### Stated goal
Locate each line in the records below that contains the word "every", and copy those lines.

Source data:
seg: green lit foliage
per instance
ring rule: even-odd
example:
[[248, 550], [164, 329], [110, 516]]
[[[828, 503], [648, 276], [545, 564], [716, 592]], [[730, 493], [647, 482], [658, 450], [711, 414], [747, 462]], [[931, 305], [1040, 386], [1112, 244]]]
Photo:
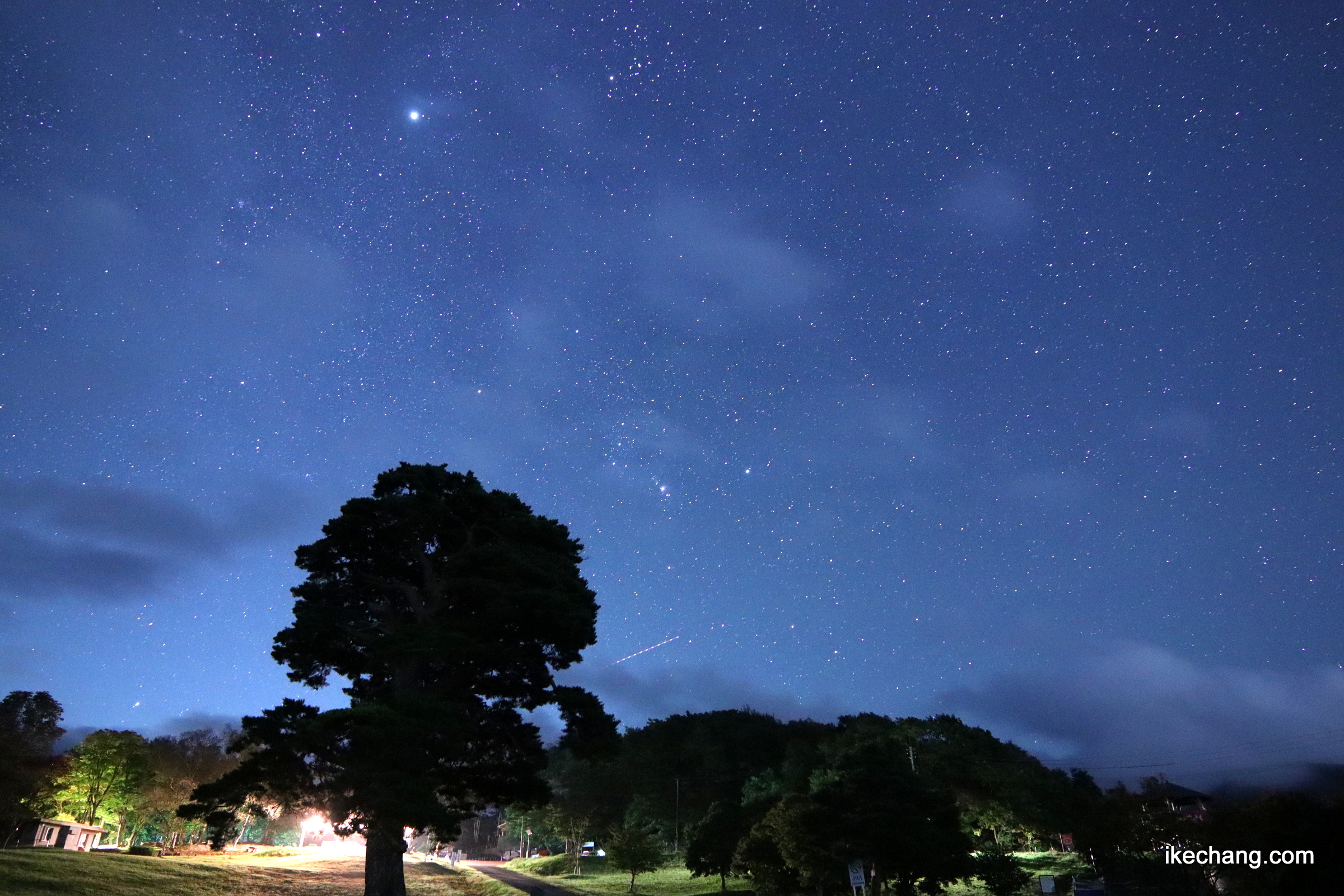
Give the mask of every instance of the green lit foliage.
[[657, 836], [642, 825], [613, 827], [602, 845], [606, 864], [630, 876], [632, 893], [636, 876], [657, 870], [667, 858]]
[[112, 821], [133, 807], [149, 783], [148, 742], [134, 731], [95, 731], [70, 750], [58, 801], [86, 825]]

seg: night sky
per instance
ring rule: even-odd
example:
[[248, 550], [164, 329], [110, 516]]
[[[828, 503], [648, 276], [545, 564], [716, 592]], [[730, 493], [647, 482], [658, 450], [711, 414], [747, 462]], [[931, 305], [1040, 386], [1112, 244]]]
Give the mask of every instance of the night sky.
[[1344, 759], [1336, 11], [4, 4], [0, 692], [337, 705], [293, 549], [409, 461], [583, 541], [629, 724]]

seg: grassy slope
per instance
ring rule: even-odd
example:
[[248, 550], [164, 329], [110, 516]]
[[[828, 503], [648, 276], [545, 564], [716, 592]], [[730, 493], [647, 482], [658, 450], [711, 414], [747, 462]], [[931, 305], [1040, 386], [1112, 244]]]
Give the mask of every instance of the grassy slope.
[[[1032, 873], [1042, 875], [1083, 875], [1090, 866], [1071, 853], [1019, 853], [1017, 858]], [[564, 856], [551, 856], [550, 858], [524, 858], [508, 862], [509, 868], [520, 870], [534, 877], [544, 877], [566, 889], [589, 896], [621, 896], [630, 888], [630, 876], [614, 870], [607, 870], [605, 858], [585, 858], [583, 876], [575, 877], [569, 873], [570, 860]], [[730, 891], [750, 891], [751, 883], [738, 879], [728, 879]], [[1035, 892], [1036, 885], [1028, 885]], [[640, 875], [634, 881], [636, 893], [653, 896], [712, 896], [719, 892], [716, 877], [691, 877], [691, 873], [680, 865], [667, 865], [652, 875]], [[988, 896], [988, 892], [978, 880], [956, 883], [948, 888], [948, 896]]]
[[[630, 876], [606, 866], [605, 858], [585, 858], [583, 875], [570, 872], [570, 860], [564, 856], [550, 858], [523, 858], [508, 862], [508, 868], [534, 877], [544, 877], [564, 889], [589, 896], [620, 896], [630, 889]], [[750, 891], [751, 883], [741, 877], [728, 879], [728, 891]], [[680, 862], [668, 864], [656, 872], [634, 879], [636, 893], [656, 893], [657, 896], [712, 896], [719, 892], [718, 877], [691, 877], [691, 872]]]
[[[407, 864], [415, 896], [517, 896], [476, 873]], [[4, 896], [358, 896], [363, 858], [151, 858], [63, 849], [0, 850]]]

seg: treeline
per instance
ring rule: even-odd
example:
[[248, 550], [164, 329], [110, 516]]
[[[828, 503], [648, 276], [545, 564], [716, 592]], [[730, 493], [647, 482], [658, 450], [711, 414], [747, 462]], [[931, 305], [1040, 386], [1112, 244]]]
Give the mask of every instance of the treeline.
[[[31, 818], [69, 818], [109, 830], [105, 842], [179, 846], [208, 836], [177, 815], [191, 793], [238, 766], [233, 732], [188, 731], [146, 739], [134, 731], [95, 731], [63, 754], [62, 708], [47, 692], [15, 690], [0, 700], [0, 844], [12, 845]], [[293, 818], [257, 813], [245, 819], [261, 842], [292, 836]], [[235, 836], [239, 832], [234, 832]]]
[[[1031, 875], [1013, 852], [1066, 846], [1117, 892], [1279, 893], [1333, 875], [1344, 834], [1339, 803], [1275, 794], [1192, 817], [1161, 779], [1102, 789], [953, 716], [679, 715], [628, 731], [609, 762], [552, 751], [548, 775], [547, 807], [507, 814], [515, 836], [530, 829], [534, 846], [555, 852], [586, 841], [622, 854], [640, 854], [641, 841], [680, 849], [692, 873], [749, 876], [759, 896], [845, 893], [852, 861], [876, 892], [937, 892], [976, 876], [1016, 893]], [[1210, 845], [1314, 849], [1318, 864], [1215, 870], [1161, 854]]]

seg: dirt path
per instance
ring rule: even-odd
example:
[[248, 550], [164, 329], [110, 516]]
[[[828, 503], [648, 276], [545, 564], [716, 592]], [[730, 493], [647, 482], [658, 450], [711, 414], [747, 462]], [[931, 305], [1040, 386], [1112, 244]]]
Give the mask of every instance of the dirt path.
[[511, 870], [508, 868], [500, 868], [496, 862], [462, 862], [462, 864], [470, 865], [482, 875], [493, 877], [501, 884], [508, 884], [513, 889], [521, 889], [528, 896], [579, 896], [573, 889], [564, 889], [563, 887], [556, 887], [555, 884], [543, 884], [535, 877], [520, 875], [516, 870]]

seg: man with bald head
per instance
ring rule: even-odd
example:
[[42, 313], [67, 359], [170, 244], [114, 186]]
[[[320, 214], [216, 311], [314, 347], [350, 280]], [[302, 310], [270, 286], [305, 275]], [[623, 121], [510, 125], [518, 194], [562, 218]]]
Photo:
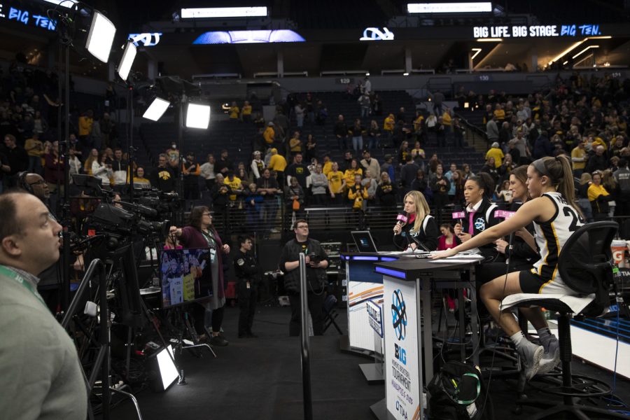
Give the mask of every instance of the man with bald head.
[[0, 195], [0, 412], [83, 420], [88, 395], [76, 349], [37, 293], [59, 258], [62, 227], [36, 197]]
[[[32, 172], [20, 172], [18, 174], [18, 188], [21, 188], [27, 192], [30, 192], [44, 204], [48, 209], [52, 217], [55, 216], [55, 212], [52, 206], [50, 205], [50, 190], [48, 189], [48, 184], [38, 174], [33, 174]], [[75, 264], [76, 270], [83, 270], [83, 256], [78, 259], [78, 262]], [[60, 295], [59, 291], [59, 274], [61, 267], [59, 262], [52, 264], [44, 271], [38, 274], [39, 282], [37, 284], [37, 291], [43, 298], [46, 306], [50, 309], [52, 314], [57, 314], [60, 309]]]

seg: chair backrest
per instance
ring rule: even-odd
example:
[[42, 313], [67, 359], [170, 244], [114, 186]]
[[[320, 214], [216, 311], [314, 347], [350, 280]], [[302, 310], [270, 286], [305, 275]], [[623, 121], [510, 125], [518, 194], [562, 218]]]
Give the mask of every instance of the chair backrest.
[[562, 281], [583, 295], [596, 294], [594, 302], [582, 312], [601, 315], [609, 304], [608, 288], [612, 282], [610, 244], [619, 225], [615, 222], [587, 223], [569, 237], [558, 258]]

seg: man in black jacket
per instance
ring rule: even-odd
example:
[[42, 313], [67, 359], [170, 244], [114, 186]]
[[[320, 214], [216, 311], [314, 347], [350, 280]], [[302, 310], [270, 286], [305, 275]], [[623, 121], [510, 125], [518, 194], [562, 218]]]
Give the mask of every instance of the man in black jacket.
[[[300, 254], [306, 256], [307, 288], [309, 311], [313, 320], [313, 333], [323, 334], [324, 289], [327, 280], [328, 257], [319, 241], [309, 238], [309, 224], [304, 220], [295, 222], [295, 239], [284, 245], [280, 255], [280, 270], [284, 272], [284, 288], [291, 304], [289, 335], [300, 335]], [[307, 333], [305, 332], [305, 333]]]
[[239, 250], [234, 254], [234, 270], [238, 279], [237, 288], [239, 293], [239, 338], [256, 338], [251, 332], [253, 316], [256, 313], [260, 270], [256, 259], [250, 253], [252, 248], [251, 238], [239, 237]]

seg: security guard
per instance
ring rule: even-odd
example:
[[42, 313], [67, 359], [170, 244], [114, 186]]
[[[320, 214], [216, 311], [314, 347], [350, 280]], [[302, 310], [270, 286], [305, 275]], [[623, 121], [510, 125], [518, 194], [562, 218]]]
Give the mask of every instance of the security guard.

### Exercise output
Give the mask of every instance of the green lit foliage.
Give the mask of every instance of the night sky.
Give the mask of every instance of the grassy slope.
Give the mask of every instance of the treeline.
Give the mask of every instance of the dirt path.
Give the mask of every instance of the man with bald head.
Give the mask of every instance of the chair backrest.
Give the mask of every instance of the man in black jacket.
Give the mask of every instance of the security guard.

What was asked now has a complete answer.